(Dataset records begins)
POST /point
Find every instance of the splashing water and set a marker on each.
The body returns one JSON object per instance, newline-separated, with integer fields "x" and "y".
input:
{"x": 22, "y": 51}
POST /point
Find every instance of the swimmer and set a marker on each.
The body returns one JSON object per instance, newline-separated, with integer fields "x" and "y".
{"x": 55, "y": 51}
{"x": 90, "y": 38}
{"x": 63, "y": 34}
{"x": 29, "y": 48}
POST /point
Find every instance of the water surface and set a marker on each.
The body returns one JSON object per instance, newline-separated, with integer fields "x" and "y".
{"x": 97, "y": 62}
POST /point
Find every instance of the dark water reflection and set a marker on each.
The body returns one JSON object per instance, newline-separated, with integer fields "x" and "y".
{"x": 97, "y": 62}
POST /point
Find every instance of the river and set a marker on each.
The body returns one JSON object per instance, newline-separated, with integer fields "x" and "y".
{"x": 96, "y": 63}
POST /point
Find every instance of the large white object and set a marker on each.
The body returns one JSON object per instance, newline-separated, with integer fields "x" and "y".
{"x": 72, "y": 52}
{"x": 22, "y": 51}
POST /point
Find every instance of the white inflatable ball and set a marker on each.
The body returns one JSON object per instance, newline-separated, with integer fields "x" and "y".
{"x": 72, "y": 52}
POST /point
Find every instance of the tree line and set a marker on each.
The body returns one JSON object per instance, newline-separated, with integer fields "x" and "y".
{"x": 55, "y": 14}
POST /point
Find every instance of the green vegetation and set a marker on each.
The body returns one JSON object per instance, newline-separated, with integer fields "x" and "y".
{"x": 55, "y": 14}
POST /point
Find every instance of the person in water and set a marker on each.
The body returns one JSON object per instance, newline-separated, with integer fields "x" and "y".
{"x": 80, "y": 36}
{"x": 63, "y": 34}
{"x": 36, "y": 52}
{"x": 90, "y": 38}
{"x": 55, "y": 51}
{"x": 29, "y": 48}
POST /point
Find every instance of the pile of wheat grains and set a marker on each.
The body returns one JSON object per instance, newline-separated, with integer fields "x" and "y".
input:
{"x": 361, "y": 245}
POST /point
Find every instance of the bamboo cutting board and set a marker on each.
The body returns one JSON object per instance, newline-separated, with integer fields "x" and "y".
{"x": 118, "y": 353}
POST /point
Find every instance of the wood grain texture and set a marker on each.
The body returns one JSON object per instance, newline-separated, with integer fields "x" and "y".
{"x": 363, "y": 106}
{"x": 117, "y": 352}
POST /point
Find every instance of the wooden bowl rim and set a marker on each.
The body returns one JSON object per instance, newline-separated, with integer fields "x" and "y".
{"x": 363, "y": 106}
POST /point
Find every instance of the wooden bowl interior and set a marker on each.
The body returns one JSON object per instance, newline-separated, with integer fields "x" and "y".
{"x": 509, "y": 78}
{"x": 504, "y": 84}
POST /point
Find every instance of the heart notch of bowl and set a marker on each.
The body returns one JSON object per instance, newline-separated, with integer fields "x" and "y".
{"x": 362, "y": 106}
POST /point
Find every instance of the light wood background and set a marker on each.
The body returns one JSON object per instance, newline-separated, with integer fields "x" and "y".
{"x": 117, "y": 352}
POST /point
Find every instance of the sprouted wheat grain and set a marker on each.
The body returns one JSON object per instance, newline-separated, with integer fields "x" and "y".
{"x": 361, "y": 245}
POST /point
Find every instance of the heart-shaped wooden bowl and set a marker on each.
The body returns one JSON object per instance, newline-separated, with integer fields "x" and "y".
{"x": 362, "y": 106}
(Dataset records ends)
Directions:
Write every line of the entries again, word for word.

Response to this exercise:
POST /point
Find every instance of the splashing water and set a marker on each.
The body returns one JSON object per instance, newline-separated, with integer fields "x" and "y".
input:
{"x": 22, "y": 51}
POST /point
Find every instance of the swimmer and set a marker on each.
The body returns one JSON object per instance, newline-separated, with integer fields "x" and "y".
{"x": 55, "y": 51}
{"x": 90, "y": 38}
{"x": 63, "y": 34}
{"x": 29, "y": 48}
POST /point
Find every instance of the water surface and set a marker on each.
The body returns one JSON object per instance, newline-separated, with integer fields "x" and "y".
{"x": 97, "y": 62}
POST /point
Find every instance of the dark water reflection and set a marker on each.
The body returns one JSON object per instance, newline-separated, with integer fields "x" and "y".
{"x": 97, "y": 62}
POST /point
Find every instance of the river and set a marker on each.
The body returns one JSON object per instance, newline-separated, with integer fields "x" and "y".
{"x": 96, "y": 63}
POST /point
Find every instance of the large white object and set a marker on each.
The body returns one JSON object per instance, newline-separated, with integer fields "x" and "y".
{"x": 72, "y": 52}
{"x": 22, "y": 51}
POST /point
Find every instance of the white inflatable ball and set a marker on each.
The body returns one JSON object per instance, newline-separated, with integer fields "x" and "y".
{"x": 72, "y": 52}
POST /point
Find every instance of the tree line and set a marker on each.
The body returns one JSON object per instance, newline-separated, with integer fields "x" and "y".
{"x": 55, "y": 14}
POST /point
Find every instance of the green vegetation and set a marker on each.
The body returns one JSON object per instance, newline-separated, with integer fields "x" and "y".
{"x": 55, "y": 14}
POST /point
Find every instance of the person in water and set a marker on each.
The body returns one JSON object per instance, newline-separated, with integer fields "x" and "y".
{"x": 80, "y": 36}
{"x": 63, "y": 34}
{"x": 36, "y": 52}
{"x": 90, "y": 38}
{"x": 55, "y": 51}
{"x": 29, "y": 48}
POST /point
Find every instance of the pile of wheat grains and set a marker on each.
The body returns one JSON object per instance, newline-separated, with integer fields "x" and "y".
input:
{"x": 361, "y": 245}
POST /point
Find every instance of the bamboo cutting board and set a marker on each.
The body returns one JSON object per instance, newline-separated, with integer fields "x" and "y".
{"x": 118, "y": 353}
POST /point
Find every instance of the wood grain texture and set a marker on each.
The body returns one JSON object per instance, newline-separated, with integer fields "x" and "y".
{"x": 363, "y": 106}
{"x": 117, "y": 352}
POST /point
Find every instance of the wooden bowl rim and set a marker on each.
The body returns one JSON object per instance, newline-separated, with integer fields "x" and "y".
{"x": 363, "y": 106}
POST /point
Find every instance of the wooden bowl interior and set a marker on each.
The body returns one JSON object per instance, newline-separated, with integer fields "x" and "y".
{"x": 509, "y": 78}
{"x": 504, "y": 84}
POST /point
Find every instance of the heart notch of bowl and set a marker on each.
The body returns one JSON object per instance, newline-separated, with integer fields "x" and "y".
{"x": 362, "y": 106}
POST /point
Find every instance of the light wood background and set a marker on each.
The body returns one JSON object per instance, newline-separated, with integer fields "x" and "y".
{"x": 117, "y": 352}
POST /point
Find every instance of the sprouted wheat grain and set a marker on each.
The body returns one JSON object per instance, newline-separated, with integer fields "x" and "y".
{"x": 361, "y": 245}
POST /point
Find every instance of the heart-shaped wooden bowl and set a marker on each.
The body returns one JSON object per instance, newline-separated, with integer fields "x" and "y".
{"x": 362, "y": 106}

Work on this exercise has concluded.